BEGIN TEXT FOR ANALYSIS

Are There Long Term Health Concerns With IVF?
The first baby conceived by in vitro fertilization (IVF), Louise Joy Brown turned 32 last month. Since then, millions of babies were born worldwide by this procedure. Although IVF is commonplace nowadays, there are still some people who think that IVF babies are “different.” A friend of mine gets annoyed when people ask her whether her twins were conceived/delivered normally/naturally (vs. IVF and C-section). She feels these questions imply that IVF babies are not natural or normal. I sympathize with her as I am a mom of twins myself and sometimes encounter similar annoying questions.
In fact, IVF babies and children are often the focus of research studies, with the aim of finding out whether assisted reproduction has some the long-term effects on health outcomes.
What Studies on IVF Children show
Swedish researchers followed up more than 2.4 million babies born in Sweden between 1992 to 2005 for 19 years. About 27,000 of these babies were conceived via IVF. Cancer data in these children showed a 42% increased cancer risk, especially brain cancer and leukemia among IVF children compared to those conceived the conventional way.
Now, before we jump into conclusions about the safety of the IVF procedure, let us hear what the researchers have to say. From their analysis, the authors tell us:
- Although there is an increased risk, cancer among IVF children is still rare. Absolute risk is still pretty low at <1% per child. Of the 27,000 IVF babies studied, 53 developed cancer within 19 years. In the same number of non-IVF babies, 38 are expected to develop cancer.

END TEXT FOR ANALYSIS
BEGIN LISTED ENTRIES

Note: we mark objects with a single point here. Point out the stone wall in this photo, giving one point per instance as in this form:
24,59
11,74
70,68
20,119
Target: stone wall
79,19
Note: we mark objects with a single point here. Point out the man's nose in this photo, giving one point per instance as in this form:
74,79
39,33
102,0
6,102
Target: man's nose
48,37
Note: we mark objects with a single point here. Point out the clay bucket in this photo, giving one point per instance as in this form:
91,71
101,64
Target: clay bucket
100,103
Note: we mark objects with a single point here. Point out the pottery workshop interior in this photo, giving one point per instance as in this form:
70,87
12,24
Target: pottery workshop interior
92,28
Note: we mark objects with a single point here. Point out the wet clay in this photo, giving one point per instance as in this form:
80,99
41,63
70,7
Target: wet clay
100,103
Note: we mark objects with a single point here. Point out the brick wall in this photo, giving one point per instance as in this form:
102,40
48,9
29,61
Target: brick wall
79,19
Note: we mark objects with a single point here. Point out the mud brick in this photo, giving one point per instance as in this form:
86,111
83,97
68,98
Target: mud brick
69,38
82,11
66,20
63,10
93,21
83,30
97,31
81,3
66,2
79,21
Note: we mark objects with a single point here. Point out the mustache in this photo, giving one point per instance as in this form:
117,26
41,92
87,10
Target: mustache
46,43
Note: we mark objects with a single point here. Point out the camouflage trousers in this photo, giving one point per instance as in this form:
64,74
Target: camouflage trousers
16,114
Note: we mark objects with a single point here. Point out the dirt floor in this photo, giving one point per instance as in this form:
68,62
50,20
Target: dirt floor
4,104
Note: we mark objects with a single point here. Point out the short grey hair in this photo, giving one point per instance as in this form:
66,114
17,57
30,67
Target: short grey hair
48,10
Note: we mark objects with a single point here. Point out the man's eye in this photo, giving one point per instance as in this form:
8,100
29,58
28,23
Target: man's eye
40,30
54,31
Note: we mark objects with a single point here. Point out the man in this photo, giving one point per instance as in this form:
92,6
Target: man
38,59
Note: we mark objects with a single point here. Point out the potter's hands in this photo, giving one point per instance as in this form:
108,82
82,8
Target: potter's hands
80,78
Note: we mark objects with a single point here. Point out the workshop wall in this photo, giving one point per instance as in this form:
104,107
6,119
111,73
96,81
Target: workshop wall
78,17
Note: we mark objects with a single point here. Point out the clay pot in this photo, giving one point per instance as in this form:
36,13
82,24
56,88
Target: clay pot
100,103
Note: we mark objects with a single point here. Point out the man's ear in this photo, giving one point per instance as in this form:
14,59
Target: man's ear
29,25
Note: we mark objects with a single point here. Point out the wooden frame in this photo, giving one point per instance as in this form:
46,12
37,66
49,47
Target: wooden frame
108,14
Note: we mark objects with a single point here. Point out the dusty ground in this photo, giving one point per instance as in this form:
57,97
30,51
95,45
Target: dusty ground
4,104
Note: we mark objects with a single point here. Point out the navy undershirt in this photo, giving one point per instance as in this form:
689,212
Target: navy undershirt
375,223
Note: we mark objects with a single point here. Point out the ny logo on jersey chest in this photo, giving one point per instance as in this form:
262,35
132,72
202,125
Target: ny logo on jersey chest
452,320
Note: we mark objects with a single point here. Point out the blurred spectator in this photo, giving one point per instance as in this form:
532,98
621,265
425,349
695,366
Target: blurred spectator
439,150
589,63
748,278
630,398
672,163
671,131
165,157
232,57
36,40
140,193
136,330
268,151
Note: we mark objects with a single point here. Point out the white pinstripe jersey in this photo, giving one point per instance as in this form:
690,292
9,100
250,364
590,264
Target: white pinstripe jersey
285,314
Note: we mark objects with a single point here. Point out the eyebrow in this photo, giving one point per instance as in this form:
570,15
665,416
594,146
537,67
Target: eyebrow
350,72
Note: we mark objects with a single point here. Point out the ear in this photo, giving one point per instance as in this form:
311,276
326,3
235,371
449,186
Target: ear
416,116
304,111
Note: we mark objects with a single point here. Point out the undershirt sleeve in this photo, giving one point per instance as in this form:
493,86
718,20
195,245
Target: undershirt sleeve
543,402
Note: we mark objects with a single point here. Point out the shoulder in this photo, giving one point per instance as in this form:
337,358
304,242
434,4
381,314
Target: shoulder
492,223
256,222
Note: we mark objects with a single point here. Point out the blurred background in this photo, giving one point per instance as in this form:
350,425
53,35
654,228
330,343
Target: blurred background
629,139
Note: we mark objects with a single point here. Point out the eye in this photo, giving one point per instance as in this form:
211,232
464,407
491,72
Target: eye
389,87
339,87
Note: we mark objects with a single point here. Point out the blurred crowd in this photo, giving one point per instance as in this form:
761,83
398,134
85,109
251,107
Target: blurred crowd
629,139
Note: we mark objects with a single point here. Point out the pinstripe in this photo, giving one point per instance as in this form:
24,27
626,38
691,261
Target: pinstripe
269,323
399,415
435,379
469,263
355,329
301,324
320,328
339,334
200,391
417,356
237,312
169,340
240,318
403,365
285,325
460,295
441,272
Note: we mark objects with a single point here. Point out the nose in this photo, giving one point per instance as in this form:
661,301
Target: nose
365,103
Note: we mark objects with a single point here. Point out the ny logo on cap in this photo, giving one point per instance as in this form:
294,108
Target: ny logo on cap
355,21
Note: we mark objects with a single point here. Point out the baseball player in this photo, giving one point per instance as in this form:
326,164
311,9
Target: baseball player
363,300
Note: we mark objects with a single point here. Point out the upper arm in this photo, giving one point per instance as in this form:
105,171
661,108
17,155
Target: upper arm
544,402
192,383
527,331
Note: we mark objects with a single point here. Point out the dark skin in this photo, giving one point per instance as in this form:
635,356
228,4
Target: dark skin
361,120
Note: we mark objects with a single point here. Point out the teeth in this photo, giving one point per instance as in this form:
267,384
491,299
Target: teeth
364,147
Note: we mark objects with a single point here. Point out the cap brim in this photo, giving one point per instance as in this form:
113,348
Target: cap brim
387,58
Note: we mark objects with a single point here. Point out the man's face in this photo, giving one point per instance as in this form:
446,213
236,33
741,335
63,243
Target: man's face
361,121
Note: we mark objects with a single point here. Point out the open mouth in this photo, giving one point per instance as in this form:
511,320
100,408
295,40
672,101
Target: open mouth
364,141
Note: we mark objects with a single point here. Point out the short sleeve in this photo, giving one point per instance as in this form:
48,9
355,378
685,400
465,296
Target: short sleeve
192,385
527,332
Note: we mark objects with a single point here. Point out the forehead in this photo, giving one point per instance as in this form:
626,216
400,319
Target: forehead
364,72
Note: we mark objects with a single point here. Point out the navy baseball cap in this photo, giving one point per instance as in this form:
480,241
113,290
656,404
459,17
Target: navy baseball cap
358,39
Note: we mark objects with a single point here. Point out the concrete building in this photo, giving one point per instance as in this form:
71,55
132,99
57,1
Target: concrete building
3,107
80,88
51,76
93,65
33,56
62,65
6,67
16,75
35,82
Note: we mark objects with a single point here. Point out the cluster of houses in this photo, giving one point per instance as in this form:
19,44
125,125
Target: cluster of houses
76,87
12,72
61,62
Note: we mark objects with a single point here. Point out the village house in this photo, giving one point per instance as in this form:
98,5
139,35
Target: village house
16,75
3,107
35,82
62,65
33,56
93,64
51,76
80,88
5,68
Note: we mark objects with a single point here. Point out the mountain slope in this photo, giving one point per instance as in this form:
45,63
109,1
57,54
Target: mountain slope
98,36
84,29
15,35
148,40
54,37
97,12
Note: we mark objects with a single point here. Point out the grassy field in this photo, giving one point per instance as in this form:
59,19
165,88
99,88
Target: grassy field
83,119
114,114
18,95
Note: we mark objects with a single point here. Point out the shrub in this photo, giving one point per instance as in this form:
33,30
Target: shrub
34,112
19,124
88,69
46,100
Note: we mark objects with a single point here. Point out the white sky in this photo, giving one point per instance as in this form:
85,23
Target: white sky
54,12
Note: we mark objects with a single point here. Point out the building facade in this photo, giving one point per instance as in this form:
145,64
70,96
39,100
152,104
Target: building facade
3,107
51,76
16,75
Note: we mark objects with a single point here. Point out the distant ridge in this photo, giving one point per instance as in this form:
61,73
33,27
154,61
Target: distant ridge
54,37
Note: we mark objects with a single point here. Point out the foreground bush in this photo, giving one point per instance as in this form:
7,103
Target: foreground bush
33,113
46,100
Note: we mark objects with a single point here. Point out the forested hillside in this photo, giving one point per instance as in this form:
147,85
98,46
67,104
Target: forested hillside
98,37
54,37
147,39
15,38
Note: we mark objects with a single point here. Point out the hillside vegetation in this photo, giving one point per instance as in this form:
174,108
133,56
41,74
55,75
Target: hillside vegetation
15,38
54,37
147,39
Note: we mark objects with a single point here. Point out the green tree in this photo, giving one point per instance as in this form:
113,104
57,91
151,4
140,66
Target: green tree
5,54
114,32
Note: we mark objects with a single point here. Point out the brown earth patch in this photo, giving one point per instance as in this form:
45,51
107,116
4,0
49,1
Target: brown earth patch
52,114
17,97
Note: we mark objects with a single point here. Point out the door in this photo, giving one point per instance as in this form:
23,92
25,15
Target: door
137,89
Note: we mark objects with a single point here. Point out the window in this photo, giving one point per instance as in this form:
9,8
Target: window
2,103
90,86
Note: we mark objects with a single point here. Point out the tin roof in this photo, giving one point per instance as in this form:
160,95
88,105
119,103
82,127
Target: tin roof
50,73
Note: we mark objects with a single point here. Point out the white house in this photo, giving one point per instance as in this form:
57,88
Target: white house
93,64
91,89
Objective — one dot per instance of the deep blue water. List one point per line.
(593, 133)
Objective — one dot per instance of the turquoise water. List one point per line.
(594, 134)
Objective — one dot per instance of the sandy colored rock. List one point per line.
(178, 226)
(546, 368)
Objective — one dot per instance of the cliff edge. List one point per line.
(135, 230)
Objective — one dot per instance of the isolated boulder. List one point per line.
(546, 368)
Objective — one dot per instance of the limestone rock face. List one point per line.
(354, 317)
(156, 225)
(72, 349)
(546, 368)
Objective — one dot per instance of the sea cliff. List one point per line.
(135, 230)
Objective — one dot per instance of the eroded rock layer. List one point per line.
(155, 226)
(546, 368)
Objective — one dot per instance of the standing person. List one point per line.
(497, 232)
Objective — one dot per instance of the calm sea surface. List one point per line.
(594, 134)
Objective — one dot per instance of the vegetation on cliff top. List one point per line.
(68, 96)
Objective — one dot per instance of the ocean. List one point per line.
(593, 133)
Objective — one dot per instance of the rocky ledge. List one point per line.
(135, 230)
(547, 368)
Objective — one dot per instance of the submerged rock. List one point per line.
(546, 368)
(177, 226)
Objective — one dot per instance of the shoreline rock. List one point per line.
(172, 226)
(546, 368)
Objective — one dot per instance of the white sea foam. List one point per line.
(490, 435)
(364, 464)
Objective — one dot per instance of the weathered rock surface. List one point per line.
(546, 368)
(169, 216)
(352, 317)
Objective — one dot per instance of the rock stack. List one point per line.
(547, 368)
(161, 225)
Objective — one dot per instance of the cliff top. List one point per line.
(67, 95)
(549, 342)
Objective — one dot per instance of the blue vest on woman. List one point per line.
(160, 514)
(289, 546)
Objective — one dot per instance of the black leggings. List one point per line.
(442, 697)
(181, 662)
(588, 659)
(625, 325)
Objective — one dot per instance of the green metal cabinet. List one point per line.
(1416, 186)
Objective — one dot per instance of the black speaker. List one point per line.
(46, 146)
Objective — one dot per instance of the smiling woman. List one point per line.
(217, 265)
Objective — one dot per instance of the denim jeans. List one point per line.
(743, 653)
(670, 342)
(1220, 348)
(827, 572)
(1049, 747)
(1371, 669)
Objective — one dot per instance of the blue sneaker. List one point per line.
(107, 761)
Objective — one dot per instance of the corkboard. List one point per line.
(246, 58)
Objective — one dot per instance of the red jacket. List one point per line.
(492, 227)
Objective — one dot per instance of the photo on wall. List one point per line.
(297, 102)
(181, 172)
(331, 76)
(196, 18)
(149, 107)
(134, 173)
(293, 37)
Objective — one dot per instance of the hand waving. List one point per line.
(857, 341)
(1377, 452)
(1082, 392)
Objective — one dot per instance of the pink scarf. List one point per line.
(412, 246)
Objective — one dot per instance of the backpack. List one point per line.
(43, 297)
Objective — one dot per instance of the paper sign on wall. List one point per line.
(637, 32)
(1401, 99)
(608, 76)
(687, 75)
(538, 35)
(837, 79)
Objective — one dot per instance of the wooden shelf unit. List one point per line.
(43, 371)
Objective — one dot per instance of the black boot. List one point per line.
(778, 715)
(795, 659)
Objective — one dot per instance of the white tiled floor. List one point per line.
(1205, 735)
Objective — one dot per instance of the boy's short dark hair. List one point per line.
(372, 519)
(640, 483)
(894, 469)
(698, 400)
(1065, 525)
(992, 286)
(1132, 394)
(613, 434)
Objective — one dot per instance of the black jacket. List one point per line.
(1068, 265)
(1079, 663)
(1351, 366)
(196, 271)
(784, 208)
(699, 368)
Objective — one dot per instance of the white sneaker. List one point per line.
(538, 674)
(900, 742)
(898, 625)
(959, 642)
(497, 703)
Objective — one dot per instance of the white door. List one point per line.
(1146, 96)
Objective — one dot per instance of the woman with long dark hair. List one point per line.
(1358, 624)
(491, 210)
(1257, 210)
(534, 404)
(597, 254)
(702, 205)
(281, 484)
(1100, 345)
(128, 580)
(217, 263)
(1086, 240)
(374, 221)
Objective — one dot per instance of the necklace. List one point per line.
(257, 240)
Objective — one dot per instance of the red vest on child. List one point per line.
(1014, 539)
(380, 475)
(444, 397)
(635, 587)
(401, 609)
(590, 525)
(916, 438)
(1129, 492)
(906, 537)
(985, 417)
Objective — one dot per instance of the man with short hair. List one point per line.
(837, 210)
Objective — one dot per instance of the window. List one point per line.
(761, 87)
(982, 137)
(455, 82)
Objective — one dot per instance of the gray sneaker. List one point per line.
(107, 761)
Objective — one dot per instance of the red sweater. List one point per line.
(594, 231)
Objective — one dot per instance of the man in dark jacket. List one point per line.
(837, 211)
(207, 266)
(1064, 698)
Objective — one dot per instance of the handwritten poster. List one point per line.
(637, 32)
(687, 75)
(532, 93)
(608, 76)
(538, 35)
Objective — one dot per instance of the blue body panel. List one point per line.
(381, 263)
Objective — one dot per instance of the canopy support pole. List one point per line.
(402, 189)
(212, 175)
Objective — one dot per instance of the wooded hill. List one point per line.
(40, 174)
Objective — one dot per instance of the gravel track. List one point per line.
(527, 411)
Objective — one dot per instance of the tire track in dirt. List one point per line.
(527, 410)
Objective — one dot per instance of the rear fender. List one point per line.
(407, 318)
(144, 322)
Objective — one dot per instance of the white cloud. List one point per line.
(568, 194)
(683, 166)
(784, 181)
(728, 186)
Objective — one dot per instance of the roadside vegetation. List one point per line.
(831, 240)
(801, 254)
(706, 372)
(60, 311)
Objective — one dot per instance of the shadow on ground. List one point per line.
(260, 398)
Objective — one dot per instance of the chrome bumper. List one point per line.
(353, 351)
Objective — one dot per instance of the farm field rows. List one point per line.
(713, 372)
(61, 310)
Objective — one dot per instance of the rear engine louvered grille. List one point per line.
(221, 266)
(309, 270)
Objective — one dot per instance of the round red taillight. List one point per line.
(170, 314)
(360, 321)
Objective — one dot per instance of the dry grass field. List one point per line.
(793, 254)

END LISTED ENTRIES

→ PROBLEM 1
In the article on IVF health concerns, do these statements agree with the text? Answer yes or no for each, and quote the words that decide it.
(a) About 27,000 of the babies in the Swedish study were conceived via IVF.
(b) The higher cancer risk among IVF children was mainly in skin cancer.
(c) The writer is a mother of twins.
→ PROBLEM 2
According to the article on IVF health concerns, how many of the 27,000 IVF babies studied developed cancer within 19 years?
→ PROBLEM 3
Continue the article on IVF health concerns from its last sentence.

→ RESPONSE 1
(a) Yes: "About 27,000 of these babies were conceived via IVF."
(b) No: "especially brain cancer and leukemia among IVF children"
(c) Yes: "I am a mom of twins myself"

→ RESPONSE 2
53 of them developed cancer within 19 years.

→ RESPONSE 3
- The elevated risk is not due to the mode of conception but probably due to genetic or health problems of the parents that made them parents unable to naturally conceive in the first place.
- Premature delivery is much more common among IVF babies, and prematurity comes with a lot of health issues.
- The Swedish population is less diverse compared to those of other countries, e.g. US, UK where IVF is commonly performed. Thus, this increased cancer risk observed may not be true in other countries.
My friend and I had a lengthy discussion about this and in her opinion, it is not fair to use IVF children as study subjects and comparing IVF children to the “rest” is tantamount to discrimination. In my opinion, it is for the benefit of IVF kids that science is taking an interest in them as research subjects. What do you think?